─── EXCERPT PROVIDED ───

The silver nitrate boiling test was used as described by Riss (1993) on known salt stock solutions for comparison. Where the samples were initially obtained as salt crystals, in order to dissolve the salts this test was used with the following modifications: a 0.5 g sample was boiled in 5 ml distilled water for 2 minutes. The solution was then filtered to remove undissolved components (see section 3.2). After cooling, 550 μl of 10% nitric acid and 1.1 ml of 1% silver nitrate were added. A positive result was indicated by a white cloudy precipitate.
Samples of new unglazed earthenware (fragments of a modern flower pot); 5 cm × 3 cm pine blocks; 1 cm3 Lincoln limestone blocks (from Lincoln Cathedral quarry); and iron alloy nails were contaminated with salts. One sample for each material type was used as a control. A concentrated salt solution was created by dissolving 109 g NaCl in 400 ml of distilled water at room temperature (20°C), the point at which no further salt would clearly dissolve. This created a solution of 27.25% NaCl, or approximately 2.725 × 105 ppm. In order to saturate the materials with chlorides, three specimens of each material type were placed into covered glass beakers of the salt solution for 7 days at room temperature. The control samples were placed in individual covered beakers of distilled water, which was confirmed to be free of salt using Quantofix® and the silver nitrate test. After one week the samples were removed from the soaking solutions, and placed onto individual labelled tiles before being placed into a Genlab Mino Economy oven to dry at 40°C for 42 hours, which was determined experimentally to give a suitable level of surface salt efflorescence. Soak solutions were retained and tested for salts to determine uptake; however, as the salt levels were all outside the maximum limit of detection this was not reliably quantifiable. In order to test the effectiveness of the protocol at lower salt levels, this method was repeated using a 5% w/v NaCl solution, prepared using 20 g of salt in a total volume of 400 ml distilled water.
Samples were brushed to test for the presence of salts with a size 6 paintbrush (Liquitex Basics), over an area of 4 cm2 in the case of the ceramic, wood and limestone; the entirety of the iron alloy nail and limestone cubes were brushed. The salts were collected onto filter paper and then tested as described in section 2.2.
In order to determine the extent of quantification possible using this surface chloride detection method, it was necessary to ensure that all stages of the sampling and testing process were as repeatable as possible. In order to achieve this, a more consistent method was developed for the taking of initial samples. In their original paper, Piechota and Drake Piechota (2016) suggest using a soft brush for a few strokes of a small area of the object’s surface. The problem with this was that there was no way to quantify samples, as there were too many unknown variables to deal with, such as unknown amount of sample and what qualified as a few brush strokes. Therefore, it became apparent that a set area would be more reproducible. A sample size of 4 cm2 was chosen when collecting samples from site, as this gave sufficient salts to give a detectable reading. Testing was also carried out to determine the optimum quantity of distilled water, silver nitrate and nitric acid used in the vials (data not shown).
After shaking samples by hand and timing the results, it appeared that 40 seconds was sufficient time for the majority of the sample to dissolve. However, testing samples from three building sites across Lincoln showed that parts of each sample were not soluble, but affected the results. The presence of crumbled stone and brick particles, being removed with the efflorescence, affected the appearance of the solutions by reflecting their own colours when the phone light was present, as well as making the solution appear cloudy before adding silver nitrate. Due to this it became hard to determine accurate results from the samples. To remedy this, a filtration step was added to the method, as it removed undissolved impurities from the solution, thus returning it to a clearer state (Figure 3).

─── DATA EXCERPTS ───

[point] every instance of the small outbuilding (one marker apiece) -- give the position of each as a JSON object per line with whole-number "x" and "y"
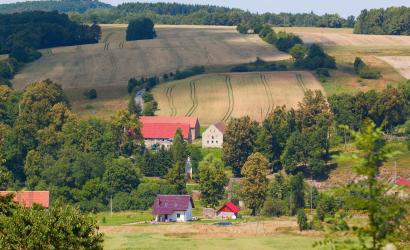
{"x": 173, "y": 208}
{"x": 213, "y": 136}
{"x": 30, "y": 198}
{"x": 228, "y": 211}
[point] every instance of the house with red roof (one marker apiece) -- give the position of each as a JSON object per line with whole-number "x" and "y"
{"x": 213, "y": 136}
{"x": 173, "y": 208}
{"x": 228, "y": 211}
{"x": 193, "y": 122}
{"x": 403, "y": 182}
{"x": 162, "y": 134}
{"x": 29, "y": 198}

───

THE TASKS:
• A. Write out the passage of the methods excerpt starting with "The silver nitrate boiling" and going on through "white cloudy precipitate.".
• B. Which materials does the methods excerpt say were contaminated with salts? List every one.
• C. Does the methods excerpt support each of these statements? Answer yes or no, and quote the words that decide it.
(i) After soaking, the samples were dried in an oven at 40°C for 42 hours.
(ii) The salt uptake from the soak solutions was reliably quantified.
(iii) A sample size of 4 cm2 was chosen for collecting samples on site.
This material isn't needed for the work here.

EXPECTED RESULTS:
• A.
The silver nitrate boiling test was used as described by Riss (1993) on known salt stock solutions for comparison. Where the samples were initially obtained as salt crystals, in order to dissolve the salts this test was used with the following modifications: a 0.5 g sample was boiled in 5 ml distilled water for 2 minutes. The solution was then filtered to remove undissolved components (see section 3.2). After cooling, 550 μl of 10% nitric acid and 1.1 ml of 1% silver nitrate were added. A positive result was indicated by a white cloudy precipitate.

• B.
- New unglazed earthenware (fragments of a modern flower pot)
- 5 cm × 3 cm pine blocks
- 1 cm3 Lincoln limestone blocks (from Lincoln Cathedral quarry)
- Iron alloy nails

• C.
(i) Yes: "to dry at 40°C for 42 hours"
(ii) No: "as the salt levels were all outside the maximum limit of detection this was not reliably quantifiable"
(iii) Yes: "A sample size of 4 cm2 was chosen when collecting samples from site"